=== Information supplied ===

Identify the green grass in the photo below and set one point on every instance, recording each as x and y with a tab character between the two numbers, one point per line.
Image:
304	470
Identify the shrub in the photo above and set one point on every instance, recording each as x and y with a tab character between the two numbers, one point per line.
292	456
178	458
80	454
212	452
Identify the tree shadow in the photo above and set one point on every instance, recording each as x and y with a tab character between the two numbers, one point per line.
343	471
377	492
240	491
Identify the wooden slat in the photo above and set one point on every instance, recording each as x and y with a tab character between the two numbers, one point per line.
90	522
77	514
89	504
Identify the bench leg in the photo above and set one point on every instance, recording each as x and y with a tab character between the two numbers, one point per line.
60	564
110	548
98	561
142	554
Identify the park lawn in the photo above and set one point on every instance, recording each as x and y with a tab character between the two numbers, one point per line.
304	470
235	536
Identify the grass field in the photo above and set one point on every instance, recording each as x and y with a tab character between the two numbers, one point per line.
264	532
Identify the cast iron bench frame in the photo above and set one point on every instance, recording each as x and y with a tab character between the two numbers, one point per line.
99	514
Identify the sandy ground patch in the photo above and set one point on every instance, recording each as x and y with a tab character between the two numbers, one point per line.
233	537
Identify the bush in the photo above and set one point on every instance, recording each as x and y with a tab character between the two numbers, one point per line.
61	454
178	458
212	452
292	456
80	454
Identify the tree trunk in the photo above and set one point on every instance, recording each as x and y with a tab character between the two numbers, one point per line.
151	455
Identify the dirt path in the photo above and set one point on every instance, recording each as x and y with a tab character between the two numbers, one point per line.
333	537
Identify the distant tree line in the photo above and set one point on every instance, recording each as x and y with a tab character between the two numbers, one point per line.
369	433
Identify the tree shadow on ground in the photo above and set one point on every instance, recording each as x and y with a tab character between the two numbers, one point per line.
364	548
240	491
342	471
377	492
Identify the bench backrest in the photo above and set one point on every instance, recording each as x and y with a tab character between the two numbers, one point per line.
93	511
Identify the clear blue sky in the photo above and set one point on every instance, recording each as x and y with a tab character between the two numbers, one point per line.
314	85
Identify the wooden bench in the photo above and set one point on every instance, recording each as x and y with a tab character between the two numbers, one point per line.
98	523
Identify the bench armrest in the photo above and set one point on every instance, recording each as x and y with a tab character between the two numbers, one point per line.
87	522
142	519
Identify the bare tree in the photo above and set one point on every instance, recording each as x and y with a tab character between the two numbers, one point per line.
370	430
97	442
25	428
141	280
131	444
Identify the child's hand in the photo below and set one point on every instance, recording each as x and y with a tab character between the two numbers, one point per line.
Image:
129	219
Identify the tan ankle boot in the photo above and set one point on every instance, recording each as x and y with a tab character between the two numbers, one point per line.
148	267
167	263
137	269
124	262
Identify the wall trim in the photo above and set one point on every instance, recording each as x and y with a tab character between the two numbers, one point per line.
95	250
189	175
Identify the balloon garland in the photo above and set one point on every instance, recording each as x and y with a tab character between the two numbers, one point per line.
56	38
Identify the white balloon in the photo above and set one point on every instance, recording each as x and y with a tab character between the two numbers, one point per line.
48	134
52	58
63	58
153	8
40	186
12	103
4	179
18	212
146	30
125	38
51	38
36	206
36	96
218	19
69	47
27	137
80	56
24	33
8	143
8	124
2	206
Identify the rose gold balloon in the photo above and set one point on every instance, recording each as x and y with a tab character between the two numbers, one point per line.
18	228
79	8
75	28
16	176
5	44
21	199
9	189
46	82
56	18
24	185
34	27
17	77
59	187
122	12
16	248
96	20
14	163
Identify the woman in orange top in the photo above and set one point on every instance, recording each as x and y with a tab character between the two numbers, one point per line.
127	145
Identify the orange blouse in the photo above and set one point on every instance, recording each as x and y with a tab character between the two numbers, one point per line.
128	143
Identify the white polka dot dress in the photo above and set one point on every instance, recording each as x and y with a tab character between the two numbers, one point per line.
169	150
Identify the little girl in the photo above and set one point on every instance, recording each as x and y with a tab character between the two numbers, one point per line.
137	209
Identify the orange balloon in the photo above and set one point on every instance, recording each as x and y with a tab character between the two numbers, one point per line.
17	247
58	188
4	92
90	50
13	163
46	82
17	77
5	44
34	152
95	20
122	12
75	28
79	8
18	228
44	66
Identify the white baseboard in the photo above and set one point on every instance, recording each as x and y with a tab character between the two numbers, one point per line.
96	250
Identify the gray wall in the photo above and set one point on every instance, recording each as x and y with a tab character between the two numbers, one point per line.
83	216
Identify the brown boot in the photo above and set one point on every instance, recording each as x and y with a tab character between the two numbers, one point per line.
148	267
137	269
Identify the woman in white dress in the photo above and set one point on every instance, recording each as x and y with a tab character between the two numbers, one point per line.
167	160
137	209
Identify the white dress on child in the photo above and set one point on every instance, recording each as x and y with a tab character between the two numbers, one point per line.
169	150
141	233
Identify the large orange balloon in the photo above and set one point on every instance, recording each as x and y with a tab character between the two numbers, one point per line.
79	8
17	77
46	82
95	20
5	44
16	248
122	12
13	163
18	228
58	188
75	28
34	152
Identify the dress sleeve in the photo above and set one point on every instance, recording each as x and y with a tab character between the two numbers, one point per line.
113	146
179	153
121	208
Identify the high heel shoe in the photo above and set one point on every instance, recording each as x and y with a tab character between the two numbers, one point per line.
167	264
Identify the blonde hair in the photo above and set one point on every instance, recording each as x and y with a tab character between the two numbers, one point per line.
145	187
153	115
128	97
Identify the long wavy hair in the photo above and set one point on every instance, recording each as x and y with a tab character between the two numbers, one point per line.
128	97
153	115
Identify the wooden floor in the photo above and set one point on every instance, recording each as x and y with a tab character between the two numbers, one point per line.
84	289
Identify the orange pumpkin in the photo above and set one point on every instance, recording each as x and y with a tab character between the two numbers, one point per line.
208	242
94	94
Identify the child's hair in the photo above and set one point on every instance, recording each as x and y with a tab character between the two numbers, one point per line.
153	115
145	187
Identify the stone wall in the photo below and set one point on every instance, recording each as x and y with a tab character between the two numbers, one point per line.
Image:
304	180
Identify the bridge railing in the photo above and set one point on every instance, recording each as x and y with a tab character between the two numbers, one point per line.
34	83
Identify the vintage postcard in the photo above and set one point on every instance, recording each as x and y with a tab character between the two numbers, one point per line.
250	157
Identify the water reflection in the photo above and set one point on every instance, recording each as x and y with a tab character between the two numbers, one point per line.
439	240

===

Written task:
Copy every line verbatim.

Expected answer:
Identify the green grass in the photo below and set one point on every instance, recording each as x and y with a tab character between the two numbers, one point per line.
Image:
304	470
Identify the shrub in the photo above and set one point on every instance, recording each as x and y with a tab character between the two numbers, one point per line.
292	456
178	458
80	454
212	452
Identify the tree shadow in the photo above and set one point on every instance, recording each as x and y with a tab character between the two numbers, one point per line.
343	471
377	492
240	491
Identify the wooden slat in the photo above and set one point on every instance, recording each as x and y with a tab character between the two numbers, one point per line.
90	522
77	514
89	504
Identify the bench leg in the photo above and set one point on every instance, recording each as x and y with a tab character between the two numbers, one point per line.
60	564
110	548
98	561
142	554
Identify the park lawn in the photo above and set one point on every instance, recording each as x and y with a tab character between the two numbers, one point per line.
304	470
235	536
Identify the grass field in the photo above and set one point on every instance, recording each as x and y with a tab character between the two numbers, one point per line.
264	532
Identify the cast iron bench frame in the photo above and set one point on every instance, recording each as x and y with a tab character between the two numbers, one point per line.
99	514
Identify the sandy ground patch in the photo above and set one point on every instance, recording each as x and y with a tab character between the two numbers, one point per line.
233	537
Identify the bush in the photo above and set one point on every instance, recording each as x and y with a tab character between the two numbers, one point per line.
61	454
178	458
212	452
292	456
80	454
Identify the tree trunk in the photo above and set one point on every instance, recording each as x and y with a tab character between the two numbers, one point per line.
151	455
Identify the dirt path in the photo above and set one point on every instance, recording each as x and y with a tab character between the two numbers, one point per line.
333	537
Identify the distant tree line in the photo above and set one point on every instance, recording each as x and y with a tab character between the two numbers, one point per line.
369	433
Identify the tree shadow on ground in the photo above and set one point on every instance, recording each as x and y with a tab character between the two numbers, one point per line.
364	548
240	491
342	471
377	492
Identify the bench backrest in the photo above and set one point on every instance, recording each as x and y with a tab character between the two numbers, one point per line.
93	511
Identify the clear blue sky in the photo above and set one point on every instance, recording each as x and y with a tab character between the two numbers, one point per line.
314	85
Identify the wooden bench in the photo above and set one point on every instance, recording each as x and y with a tab character between the two numbers, one point per line.
98	523
Identify the bench armrest in the photo above and set one point on every instance, recording each as x and y with a tab character between the two numbers, one point per line.
87	522
142	519
Identify the bare tree in the photo above and set one point on every instance, recording each as x and y with a tab character between the two numbers, one point per line.
370	430
97	442
25	428
141	280
131	444
Identify the child's hand in the photo below and set one point on every instance, recording each as x and y with a tab character between the two numbers, one point per line.
Image:
129	219
Identify the tan ankle boot in the photo above and set one point on every instance, recording each as x and y with a tab character between the two numbers, one point per line.
148	267
167	263
137	269
124	262
Identify the wall trim in the photo above and set one point on every instance, recording each as x and y with a tab character between the two numbers, one point per line.
95	250
189	175
Identify the balloon garland in the photo above and set one point on every instance, recording each as x and y with a tab character between the two numbers, one point per line.
56	38
Identify the white balloon in the photo above and set one point on every instance, recording each as x and y with a tab character between the two numbers, one point per line.
48	134
52	58
63	58
153	8
40	186
12	103
4	179
18	212
146	30
125	38
51	38
36	206
36	96
218	19
69	47
27	137
80	56
24	33
8	143
8	124
2	206
Identify the rose gold balloon in the photo above and set one point on every instance, recording each as x and y with a tab character between the two numbers, one point per line.
18	228
79	8
75	28
16	176
5	44
21	199
9	189
46	82
56	18
24	185
34	27
17	77
59	187
122	12
16	248
96	20
14	163
Identify the woman in orange top in the photo above and set one point on every instance, recording each as x and y with a tab character between the two numbers, one point per line.
127	145
Identify the orange blouse in the photo above and set one point on every instance, recording each as x and y with a tab character between the two numbers, one point per line.
128	143
Identify the white polka dot dress in the photo above and set one point on every instance, recording each as x and y with a tab character between the two numbers, one point per line.
169	150
Identify the little girl in the photo above and set one point on every instance, recording each as x and y with a tab character between the two numbers, one point per line.
137	209
Identify the orange balloon in the photo above and set one point on every instance, recording each as x and y with a tab character between the two numbers, one point per line.
17	247
58	188
4	92
90	50
13	163
46	82
17	77
5	44
34	152
95	20
122	12
75	28
79	8
18	228
44	66
Identify the white baseboard in the photo above and set one point on every instance, recording each as x and y with a tab character between the two numbers, one point per line.
96	250
Identify the gray wall in the photo above and set one point on every instance, recording each as x and y with a tab character between the two numbers, one point per line.
83	216
Identify the brown boot in the photo above and set one point on every instance, recording each as x and y with a tab character between the two numbers, one point per line.
148	267
137	269
Identify the woman in white dress in the photo above and set one point on every instance, recording each as x and y with a tab character between the two numbers, one point per line.
167	160
137	209
Identify the white dress on child in the photo above and set one point on every instance, recording each as x and y with a tab character between the two numbers, one point per line.
169	150
141	233
Identify the large orange balloon in the photo above and set one point on every instance, recording each as x and y with a tab character between the two numbers, one point per line.
79	8
17	77
46	82
95	20
5	44
16	248
122	12
13	163
18	228
58	188
75	28
34	152
Identify the dress sleeve in the photo above and set one point on every instance, recording each as x and y with a tab character between the two numbers, one point per line.
113	146
179	153
121	208
Identify the high heel shoe in the photo above and set one point on every instance, recording each as x and y with a tab character between the two numbers, one point per line.
167	264
Identify the blonde hair in the photo above and set one point on every instance, recording each as x and y with a tab character between the two numbers, one point per line.
145	187
153	115
128	97
Identify the long wavy hair in the photo above and set one point on every instance, recording each as x and y with a tab character between the two numbers, one point per line.
128	97
153	115
Identify the wooden floor in the photo above and set one point on every instance, recording each as x and y with a tab character between the two numbers, one point per line.
84	289
Identify the orange pumpkin in the photo above and set one point on every instance, recording each as x and y with a tab character between the two numbers, one point per line.
208	242
94	94
Identify the child's hair in the photo above and set one point on every instance, recording each as x and y with a tab character between the two numbers, one point per line.
153	115
145	187
Identify the stone wall in the photo below and set one point on every instance, recording each as x and y with a tab character between the two numbers, one point per line.
Image:
304	180
Identify the bridge railing in the photo above and set one point on every instance, recording each as x and y with a tab character between the two numbers, one point per line.
34	83
Identify the vintage postcard in the photo above and set one point on every instance, recording each as x and y with a tab character between the two numbers, one point per line.
250	157
Identify the water reflection in the photo above and set one point on every instance, recording each as x and y with a tab character between the two numbers, one point per line.
439	240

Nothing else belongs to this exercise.